1. The respondent, hereinafter referred to as the dealer, filed a return for the quarter ending June 30, 1951, under the Orissa Sales Tax Act (Orissa Act XIV of 1947) (hereinafter referred to as the Act). He claimed a deduction of Rs. 2,40,000/- under s. 5(2)(a)(ii) in respect of the goods sold to a registered dealer, named M/s. Lal & Co. Ltd., BA 1335. Similarly, for the quarter ending September 30, 1951, he claimed a deduction of Rs. 15,677/1/3. By two assessment orders passed under s. 12(2) of the Act, the Sales Tax Officer, Cuttack III circle, Jaipur, Orissa, determined the tax payable allowing the deduction of Rs. 2,40,000/- and Rs. 15,677/1/3, under s. 5(2)(a)(ii). The dealer filed appeals to the Assistant Collector, Sales Tax, challenging the assessment on grounds which are not relevant. The dealer later filed revisions against the decision of the Assistant Collector. While the revisions were pending, the legislature amended the Orissa Sales Tax Act, in 1957, by Orissa Sales Tax (Amendment) Act (Orissa Act XX of 1957). The effect of this amendment was that revisions were treated as appeals to Sales Tax Tribunal, and it enabled the Government to file cross-objections. The State of Orissa, in pursuance of this amendment, filed memorandum of cross-objections challenging the deduction of Rs. 2,40,000/- and Rs. 15,677/1/3, on the ground that the dealer had not produced any declaration, as required under r. 27(2) of the Orissa Sales Tax Rules, 1947, as evidenced from the Check Sheet kept on record. The Tribunal upheld this objection and directed that fresh assessments be made. Certain other questions were raised before the Tribunal by the dealer, but as nothing turns on them as far as these appeals are concerned, they are not being mentioned. The Tribunal stated a case to the High Court and one of the questions referred to was 'whether the assessing officer was not wrong in allowing deductions of Rs. 2,40,000/- for the quarter ending on 30-6-51 and Rs. 15,677/1/3 for the quarter ending on 30-9-51 from the respective gross turnover of the applicant.' The High Court, following its earlier decision in Member, Sales-tax Tribunal, Orissa v. Messrs. S. Lal & Co. Limited (1961) 12 S.T.C. 25 answered the question in the affirmative. The State of Orissa having obtained special leave from this Court, these appeals are now before us for disposal.
2. Mr. Ganapathy Iyer, on behalf of the State of Orissa, has contended before us that it is clear that r. 27(2) was not complied with, and, therefore, the Sales Tax Officer was wrong in allowing the said deduction. The answer to the question referred depends on the correct interpretation of s. 5(2)(a)(ii), and r. 27(2). They read thus :-
's. 5(2)(a)(ii) - sales to a registered dealer of goods specified in the purchasing dealer's certificate of registration as being intended for resale by him in Orissa and on sales to a registered dealer of containers or other materials for the packing of such goods.

• INPUT RECORDS:

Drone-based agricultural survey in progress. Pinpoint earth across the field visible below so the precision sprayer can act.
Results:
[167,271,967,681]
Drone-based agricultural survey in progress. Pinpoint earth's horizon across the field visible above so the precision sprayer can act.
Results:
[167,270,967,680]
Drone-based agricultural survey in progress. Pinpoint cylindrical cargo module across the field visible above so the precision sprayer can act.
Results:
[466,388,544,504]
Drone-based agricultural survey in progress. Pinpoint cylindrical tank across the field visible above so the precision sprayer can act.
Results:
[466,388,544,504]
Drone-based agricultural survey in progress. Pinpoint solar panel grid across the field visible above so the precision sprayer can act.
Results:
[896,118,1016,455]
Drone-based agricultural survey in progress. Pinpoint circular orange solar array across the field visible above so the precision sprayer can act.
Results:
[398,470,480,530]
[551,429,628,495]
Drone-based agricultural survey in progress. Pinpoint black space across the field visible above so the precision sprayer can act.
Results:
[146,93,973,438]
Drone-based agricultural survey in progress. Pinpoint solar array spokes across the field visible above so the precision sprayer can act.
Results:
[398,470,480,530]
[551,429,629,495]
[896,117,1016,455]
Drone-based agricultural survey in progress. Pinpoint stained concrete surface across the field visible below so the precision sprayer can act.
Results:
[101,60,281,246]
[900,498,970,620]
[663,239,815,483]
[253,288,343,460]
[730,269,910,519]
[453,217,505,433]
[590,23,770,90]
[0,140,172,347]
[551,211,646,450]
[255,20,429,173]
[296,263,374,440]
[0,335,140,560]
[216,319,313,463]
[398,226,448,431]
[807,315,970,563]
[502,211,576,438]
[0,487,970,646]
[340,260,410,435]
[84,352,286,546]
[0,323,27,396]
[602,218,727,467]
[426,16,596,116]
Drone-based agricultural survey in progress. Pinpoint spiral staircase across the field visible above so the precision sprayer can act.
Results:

• TASKS TO PERFORM:
• A. List every section or rule number cited in the sales tax judgment excerpt.
• B. In the rows, reproduce everything from the line containing "Pinpoint solar array" down to the line containing "[426,16,596,116]", swapping "precision sprayer" for "crop sprayer" and changing nothing else. Give only those lines.
The text and the rows have nothing to do with each other.

• RESULTS BY TASK:
• A.
s. 5(2)(a)(ii)
s. 12(2)
r. 27(2)

• B.
Drone-based agricultural survey in progress. Pinpoint solar array spokes across the field visible above so the crop sprayer can act.
Results:
[398,470,480,530]
[551,429,629,495]
[896,117,1016,455]
Drone-based agricultural survey in progress. Pinpoint stained concrete surface across the field visible below so the crop sprayer can act.
Results:
[101,60,281,246]
[900,498,970,620]
[663,239,815,483]
[253,288,343,460]
[730,269,910,519]
[453,217,505,433]
[590,23,770,90]
[0,140,172,347]
[551,211,646,450]
[255,20,429,173]
[296,263,374,440]
[0,335,140,560]
[216,319,313,463]
[398,226,448,431]
[807,315,970,563]
[502,211,576,438]
[0,487,970,646]
[340,260,410,435]
[84,352,286,546]
[0,323,27,396]
[602,218,727,467]
[426,16,596,116]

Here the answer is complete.